**REQUIREMENTS**
Which lines in the data below contain the word "faucet"? Pull out every one of them.

**MATERIAL PROVIDED**
+-------+

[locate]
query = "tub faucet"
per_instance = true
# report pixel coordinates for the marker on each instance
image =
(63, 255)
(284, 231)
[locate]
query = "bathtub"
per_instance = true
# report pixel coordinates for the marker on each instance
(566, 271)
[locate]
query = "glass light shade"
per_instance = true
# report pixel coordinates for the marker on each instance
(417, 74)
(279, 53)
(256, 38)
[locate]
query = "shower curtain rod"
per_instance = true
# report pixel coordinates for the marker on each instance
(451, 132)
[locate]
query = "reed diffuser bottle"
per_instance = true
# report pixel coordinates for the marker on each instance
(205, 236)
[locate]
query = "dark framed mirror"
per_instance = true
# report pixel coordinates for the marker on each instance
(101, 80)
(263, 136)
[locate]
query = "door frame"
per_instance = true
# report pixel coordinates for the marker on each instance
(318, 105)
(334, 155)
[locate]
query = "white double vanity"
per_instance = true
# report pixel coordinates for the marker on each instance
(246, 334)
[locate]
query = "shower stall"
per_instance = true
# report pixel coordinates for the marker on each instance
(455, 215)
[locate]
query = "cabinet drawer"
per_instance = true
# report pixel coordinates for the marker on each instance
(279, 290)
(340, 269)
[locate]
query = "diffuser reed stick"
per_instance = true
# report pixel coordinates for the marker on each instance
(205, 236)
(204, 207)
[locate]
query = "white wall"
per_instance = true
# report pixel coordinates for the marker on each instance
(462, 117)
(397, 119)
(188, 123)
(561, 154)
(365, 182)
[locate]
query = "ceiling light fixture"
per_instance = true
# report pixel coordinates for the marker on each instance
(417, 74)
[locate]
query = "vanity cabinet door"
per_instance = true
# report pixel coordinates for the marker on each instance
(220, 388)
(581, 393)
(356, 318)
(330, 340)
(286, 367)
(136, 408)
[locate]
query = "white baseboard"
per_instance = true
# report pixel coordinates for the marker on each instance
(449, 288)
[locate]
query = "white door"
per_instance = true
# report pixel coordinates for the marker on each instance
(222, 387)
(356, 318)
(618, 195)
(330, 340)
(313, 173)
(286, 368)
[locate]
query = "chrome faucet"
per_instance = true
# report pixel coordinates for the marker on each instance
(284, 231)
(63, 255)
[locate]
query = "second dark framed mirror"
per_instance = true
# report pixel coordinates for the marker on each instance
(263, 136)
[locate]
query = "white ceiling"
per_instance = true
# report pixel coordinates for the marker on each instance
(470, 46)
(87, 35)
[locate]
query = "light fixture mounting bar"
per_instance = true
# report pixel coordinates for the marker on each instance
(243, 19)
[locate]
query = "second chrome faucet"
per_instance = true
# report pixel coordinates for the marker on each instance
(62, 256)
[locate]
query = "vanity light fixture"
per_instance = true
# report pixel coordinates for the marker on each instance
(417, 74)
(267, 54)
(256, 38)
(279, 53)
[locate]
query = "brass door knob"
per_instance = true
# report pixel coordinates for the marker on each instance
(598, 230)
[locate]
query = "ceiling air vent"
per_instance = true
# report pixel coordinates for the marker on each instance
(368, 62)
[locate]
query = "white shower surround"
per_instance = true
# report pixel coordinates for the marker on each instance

+-------+

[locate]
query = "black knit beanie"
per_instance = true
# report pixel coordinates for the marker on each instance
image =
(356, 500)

+-------+

**TASK OUTPUT**
query = "tub faucet"
query = "chrome faucet"
query = "second chrome faucet"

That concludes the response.